__SEITENTEXT__:
○ ○ ○ ○

Bilanz des Baudirektors: Hans Stimmann blickt auf Erfolge und Misserfolge bei der Neugestaltung Berlins

Die Schlachten sind geschlagen. Einen Sieger gibt es nicht. Den Truppen ist weniger die Munition ausgegangen als der Nachschub. Der Kampfplatz – Berlin – blieb zwar nicht, wie er war; die Stadt wurde aber auch nicht, was die Investoren auf der einen und der Senatsbaudirektor auf der anderen Seite jeweils aus ihr machen wollten. Mittlerweile fehlt es schlichtweg am Geld. Die Investoren wollen nicht mehr, die Stadt kann schon lange nicht mehr – so bleibt Berlin, mit dem unzählige Male zitierten Wort Karl Schefflers von 1911, „verdammt, immerfort zu werden und niemals zu sein“.

Hans Stimmann, der sich auf dem Höhepunkt des Kampfgetümmels um die Filetgrundstücke der Stadt zu Beginn der Neunzigerjahre stolz einen „mächtigen Mann“ nannte und damit das Wutgeheul seiner Gegner heraufbeschwor – Hans Stimmann biegt in die Kurve der Altersweisheit ein. Noch immer ist er Senatsbaudirektor, eine Konstante im Berliner Politikpersonal, wie es sie kein zweites Mal mehr gibt. Wechselnde Koalitionen hat der in der Wolle gefärbte Sozialdemokrat überstanden, dabei sein Lieblingsamt zwischenzeitlich auch einmal an die CDU abtreten müssen, ohne darum nennenswert an Einfluss zu verlieren. Er war mächtig, solange die Stadt etwas zu vergeben hatte, ob Grundstücke oder Baugenehmigungen. Doch der gestalterische Spielraum schwand mit den finanziellen Nöten, in denen das Land Berlin versank, ebenso wie mit dem Verblassen all der schönen Prognosen, die das vereinte Berlin zur Supermetropole hochjubelten.

○ ○ ○ ○

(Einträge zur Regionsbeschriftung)
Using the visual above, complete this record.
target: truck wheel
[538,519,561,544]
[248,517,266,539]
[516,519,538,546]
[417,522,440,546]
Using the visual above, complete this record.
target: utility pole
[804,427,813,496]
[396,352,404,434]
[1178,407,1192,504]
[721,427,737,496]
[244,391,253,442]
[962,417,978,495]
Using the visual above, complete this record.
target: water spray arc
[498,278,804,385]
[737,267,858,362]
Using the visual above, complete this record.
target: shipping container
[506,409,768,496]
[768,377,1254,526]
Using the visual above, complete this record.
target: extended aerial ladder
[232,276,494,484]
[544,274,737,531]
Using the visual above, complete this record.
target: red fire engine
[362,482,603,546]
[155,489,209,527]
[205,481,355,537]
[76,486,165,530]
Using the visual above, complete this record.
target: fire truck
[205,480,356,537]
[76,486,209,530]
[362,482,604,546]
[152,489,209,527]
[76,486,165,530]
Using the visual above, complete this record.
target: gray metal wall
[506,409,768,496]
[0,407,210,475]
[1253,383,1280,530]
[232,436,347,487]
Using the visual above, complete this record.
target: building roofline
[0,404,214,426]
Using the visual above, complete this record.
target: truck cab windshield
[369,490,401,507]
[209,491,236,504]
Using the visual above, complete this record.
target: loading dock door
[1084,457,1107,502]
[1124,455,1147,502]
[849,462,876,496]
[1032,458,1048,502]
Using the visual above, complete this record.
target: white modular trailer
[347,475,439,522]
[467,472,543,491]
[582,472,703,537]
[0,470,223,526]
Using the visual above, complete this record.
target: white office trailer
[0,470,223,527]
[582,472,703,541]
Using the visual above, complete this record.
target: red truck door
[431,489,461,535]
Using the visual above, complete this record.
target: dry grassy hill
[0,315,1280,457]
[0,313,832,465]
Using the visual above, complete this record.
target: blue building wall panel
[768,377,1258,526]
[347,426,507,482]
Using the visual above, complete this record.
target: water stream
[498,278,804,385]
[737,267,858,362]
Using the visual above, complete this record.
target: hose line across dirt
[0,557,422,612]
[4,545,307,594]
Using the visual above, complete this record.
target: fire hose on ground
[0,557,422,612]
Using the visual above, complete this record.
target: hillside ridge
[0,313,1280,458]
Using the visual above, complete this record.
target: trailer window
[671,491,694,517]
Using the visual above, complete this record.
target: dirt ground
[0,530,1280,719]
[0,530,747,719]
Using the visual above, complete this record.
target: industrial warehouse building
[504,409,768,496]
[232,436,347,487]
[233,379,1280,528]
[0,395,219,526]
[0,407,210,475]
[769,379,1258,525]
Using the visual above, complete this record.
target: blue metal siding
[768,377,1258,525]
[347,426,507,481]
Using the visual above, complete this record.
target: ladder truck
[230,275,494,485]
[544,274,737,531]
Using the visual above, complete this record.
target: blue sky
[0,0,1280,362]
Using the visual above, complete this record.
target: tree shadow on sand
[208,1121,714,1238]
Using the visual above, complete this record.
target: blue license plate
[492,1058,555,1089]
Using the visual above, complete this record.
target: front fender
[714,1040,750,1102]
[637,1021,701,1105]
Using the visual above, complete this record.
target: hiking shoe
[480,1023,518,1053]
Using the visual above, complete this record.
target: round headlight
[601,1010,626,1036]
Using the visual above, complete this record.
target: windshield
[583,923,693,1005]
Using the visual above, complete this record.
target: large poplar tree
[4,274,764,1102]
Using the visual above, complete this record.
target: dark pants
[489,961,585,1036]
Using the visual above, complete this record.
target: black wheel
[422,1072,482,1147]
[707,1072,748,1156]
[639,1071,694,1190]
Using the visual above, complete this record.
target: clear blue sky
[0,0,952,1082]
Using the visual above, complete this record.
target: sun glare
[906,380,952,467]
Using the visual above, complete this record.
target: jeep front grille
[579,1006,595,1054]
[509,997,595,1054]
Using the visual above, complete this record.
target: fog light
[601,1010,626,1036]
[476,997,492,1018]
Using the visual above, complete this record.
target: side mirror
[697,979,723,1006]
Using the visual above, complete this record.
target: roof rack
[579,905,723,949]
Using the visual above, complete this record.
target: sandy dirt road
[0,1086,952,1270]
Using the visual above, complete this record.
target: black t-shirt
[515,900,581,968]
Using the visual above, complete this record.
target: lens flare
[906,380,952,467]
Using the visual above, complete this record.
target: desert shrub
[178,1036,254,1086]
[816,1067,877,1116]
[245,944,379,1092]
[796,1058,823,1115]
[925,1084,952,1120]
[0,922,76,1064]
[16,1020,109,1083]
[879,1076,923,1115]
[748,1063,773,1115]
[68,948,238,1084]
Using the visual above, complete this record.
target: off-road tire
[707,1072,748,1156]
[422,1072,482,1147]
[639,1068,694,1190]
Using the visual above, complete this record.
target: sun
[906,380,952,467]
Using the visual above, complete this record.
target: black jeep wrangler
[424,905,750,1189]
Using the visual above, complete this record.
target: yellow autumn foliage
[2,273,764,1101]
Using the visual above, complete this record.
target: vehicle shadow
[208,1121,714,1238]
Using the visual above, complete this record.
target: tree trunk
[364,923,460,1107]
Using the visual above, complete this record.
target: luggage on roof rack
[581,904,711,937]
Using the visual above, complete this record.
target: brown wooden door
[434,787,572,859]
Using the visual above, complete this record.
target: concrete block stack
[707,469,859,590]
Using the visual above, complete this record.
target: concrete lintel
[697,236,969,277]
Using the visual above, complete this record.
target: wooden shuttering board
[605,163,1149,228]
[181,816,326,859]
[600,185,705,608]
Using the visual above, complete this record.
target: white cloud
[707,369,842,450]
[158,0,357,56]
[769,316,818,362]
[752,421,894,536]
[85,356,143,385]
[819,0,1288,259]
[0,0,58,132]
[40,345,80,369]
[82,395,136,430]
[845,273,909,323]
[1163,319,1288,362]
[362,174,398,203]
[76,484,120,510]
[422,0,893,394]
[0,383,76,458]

○ ○ ○ ○

__ZU LÖSENDE AUFGABEN__:
• A. Nenne jeden Eigennamen (Person, Ort, Partei), der im Artikel über Hans Stimmanns Bilanz vorkommt, jeweils einmal.
• B. Beantworte zum Artikel über Hans Stimmanns Bilanz jede Frage kurz:
(i) Aus welchem Jahr stammt das zitierte Wort Karl Schefflers?
(ii) Als was bezeichnete sich Stimmann zu Beginn der Neunzigerjahre?
(iii) An welche Partei musste Stimmann sein Amt zwischenzeitlich abtreten?
• C. Führe den Artikel über Hans Stimmanns Bilanz im Anschluss an seinen letzten Satz weiter.

__LÖSUNGEN__:
• A. Hans Stimmann, Berlin, Karl Scheffler, CDU

• B.
(i) 1911
(ii) Als „mächtigen Mann“
(iii) An die CDU

• C.
Zeit also, eine Bilanz zu ziehen von 15 Jahren Bau- und Planungstätigkeit seit dem 3. Oktober 1990, da Ost und West zusammenkamen und mühsam und holprig, doch für jedermann fasslich in Gestalt frisch geteerter Straßen und verschweißter Schienenstränge zusammenwuchsen. Es begann die Goldgräberzeit der Stadt. Es begann der Kampf um die Stadtplanung Berlins.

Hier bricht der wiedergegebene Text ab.